__YOUR GOAL__
Set out every line of the records below as a Markdown table with the columns "Row" and "Line," numbering each row and omitting blank lines.

(Gathered data)
═══
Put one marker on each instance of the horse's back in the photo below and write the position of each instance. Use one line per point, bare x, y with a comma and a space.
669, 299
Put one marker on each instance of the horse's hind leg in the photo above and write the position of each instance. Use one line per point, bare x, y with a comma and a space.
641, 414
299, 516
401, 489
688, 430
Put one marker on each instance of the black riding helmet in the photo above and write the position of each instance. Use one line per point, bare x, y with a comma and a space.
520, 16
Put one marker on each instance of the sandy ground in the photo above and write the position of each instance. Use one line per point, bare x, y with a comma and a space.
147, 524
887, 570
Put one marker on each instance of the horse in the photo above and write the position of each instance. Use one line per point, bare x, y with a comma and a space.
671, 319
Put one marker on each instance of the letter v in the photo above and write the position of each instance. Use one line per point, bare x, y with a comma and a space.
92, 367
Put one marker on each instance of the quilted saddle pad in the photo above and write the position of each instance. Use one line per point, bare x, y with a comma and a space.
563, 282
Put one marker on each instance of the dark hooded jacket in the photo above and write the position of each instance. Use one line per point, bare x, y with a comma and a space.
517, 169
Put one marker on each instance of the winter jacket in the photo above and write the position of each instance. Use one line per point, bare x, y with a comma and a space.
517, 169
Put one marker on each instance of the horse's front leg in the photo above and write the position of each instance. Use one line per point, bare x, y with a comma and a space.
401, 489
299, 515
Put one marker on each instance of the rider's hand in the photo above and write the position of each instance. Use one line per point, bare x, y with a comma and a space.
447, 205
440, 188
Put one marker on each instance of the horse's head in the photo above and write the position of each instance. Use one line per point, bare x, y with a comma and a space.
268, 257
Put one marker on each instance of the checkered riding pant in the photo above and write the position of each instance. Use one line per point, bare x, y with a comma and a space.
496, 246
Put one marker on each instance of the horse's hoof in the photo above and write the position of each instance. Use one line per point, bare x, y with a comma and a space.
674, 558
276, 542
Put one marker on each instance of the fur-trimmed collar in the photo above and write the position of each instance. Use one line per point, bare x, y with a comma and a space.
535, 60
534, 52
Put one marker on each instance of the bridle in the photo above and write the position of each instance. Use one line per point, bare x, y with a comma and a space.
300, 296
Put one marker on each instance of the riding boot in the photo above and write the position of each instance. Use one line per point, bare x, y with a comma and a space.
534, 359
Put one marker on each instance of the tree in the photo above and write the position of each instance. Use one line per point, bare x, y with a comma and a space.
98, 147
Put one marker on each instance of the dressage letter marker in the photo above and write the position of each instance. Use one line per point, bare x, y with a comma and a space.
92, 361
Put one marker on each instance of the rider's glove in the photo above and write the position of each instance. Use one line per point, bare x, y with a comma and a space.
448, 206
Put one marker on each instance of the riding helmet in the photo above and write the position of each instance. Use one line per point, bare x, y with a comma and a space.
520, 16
═══
__CORRECT ANSWER__
| Row | Line |
|---|---|
| 1 | Put one marker on each instance of the horse's back in the photo below and write the position of each instance. Use one line per point, bare x, y with a comma and a space. |
| 2 | 669, 299 |
| 3 | Put one marker on each instance of the horse's hind leg in the photo above and write the position of each instance. Use one line per point, bare x, y with a comma and a space. |
| 4 | 641, 414 |
| 5 | 299, 516 |
| 6 | 401, 489 |
| 7 | 688, 430 |
| 8 | Put one marker on each instance of the black riding helmet in the photo above and write the position of each instance. Use one line per point, bare x, y with a comma and a space. |
| 9 | 520, 16 |
| 10 | Put one marker on each instance of the sandy ground in the photo above and write the position of each instance. Use one line per point, bare x, y with a comma and a space. |
| 11 | 147, 524 |
| 12 | 887, 570 |
| 13 | Put one marker on each instance of the horse in the photo above and write the position of each instance. Use one line per point, bare x, y with a comma and a space. |
| 14 | 671, 319 |
| 15 | Put one marker on each instance of the letter v in the photo above and write the position of each instance. Use one line per point, bare x, y with a comma and a space. |
| 16 | 92, 367 |
| 17 | Put one marker on each instance of the quilted saddle pad in the photo above and write the position of each instance. Use one line per point, bare x, y with a comma and a space. |
| 18 | 563, 282 |
| 19 | Put one marker on each instance of the dark hooded jacket in the photo above and write the position of each instance. Use one line per point, bare x, y with a comma and a space. |
| 20 | 517, 169 |
| 21 | Put one marker on each instance of the winter jacket in the photo above and write the position of each instance. Use one line per point, bare x, y with a comma and a space. |
| 22 | 517, 169 |
| 23 | Put one marker on each instance of the horse's front leg in the photo above and write the position of each instance. Use one line per point, bare x, y with a comma and a space. |
| 24 | 401, 489 |
| 25 | 299, 515 |
| 26 | Put one marker on each instance of the rider's hand in the photo above and write the position of each instance. Use one line per point, bare x, y with a comma and a space. |
| 27 | 447, 205 |
| 28 | 440, 188 |
| 29 | Put one marker on each instance of the horse's head in the photo above and write the position of each instance. Use one line per point, bare x, y with a comma and a space. |
| 30 | 268, 257 |
| 31 | Put one marker on each instance of the checkered riding pant in the photo above and write the position of each instance. Use one line per point, bare x, y with a comma and a space. |
| 32 | 496, 246 |
| 33 | Put one marker on each instance of the horse's hoof in the photo above and write the position of each instance. Use one line per point, bare x, y with a comma and a space. |
| 34 | 674, 558 |
| 35 | 276, 542 |
| 36 | Put one marker on each instance of the fur-trimmed collar in the photo above and write the position of each instance. Use one line per point, bare x, y with a comma and a space. |
| 37 | 535, 60 |
| 38 | 534, 52 |
| 39 | Put one marker on each instance of the bridle in the photo above and write the position of each instance. Use one line per point, bare x, y with a comma and a space. |
| 40 | 300, 296 |
| 41 | Put one marker on each instance of the riding boot in the photo above and write the position of each instance. Use one line per point, bare x, y with a comma and a space. |
| 42 | 534, 359 |
| 43 | Put one marker on each instance of the tree in the photo above and write the position of each instance. Use one line per point, bare x, y with a comma and a space. |
| 44 | 98, 147 |
| 45 | Put one marker on each instance of the dressage letter marker in the photo above and write the position of each instance. Use one line per point, bare x, y with a comma and a space. |
| 46 | 92, 361 |
| 47 | Put one marker on each instance of the rider's glove in the photo above and write the position of each instance. Use one line per point, bare x, y with a comma and a space. |
| 48 | 448, 206 |
| 49 | Put one marker on each instance of the riding helmet in the photo above and write the position of each instance. Use one line per point, bare x, y with a comma and a space. |
| 50 | 520, 16 |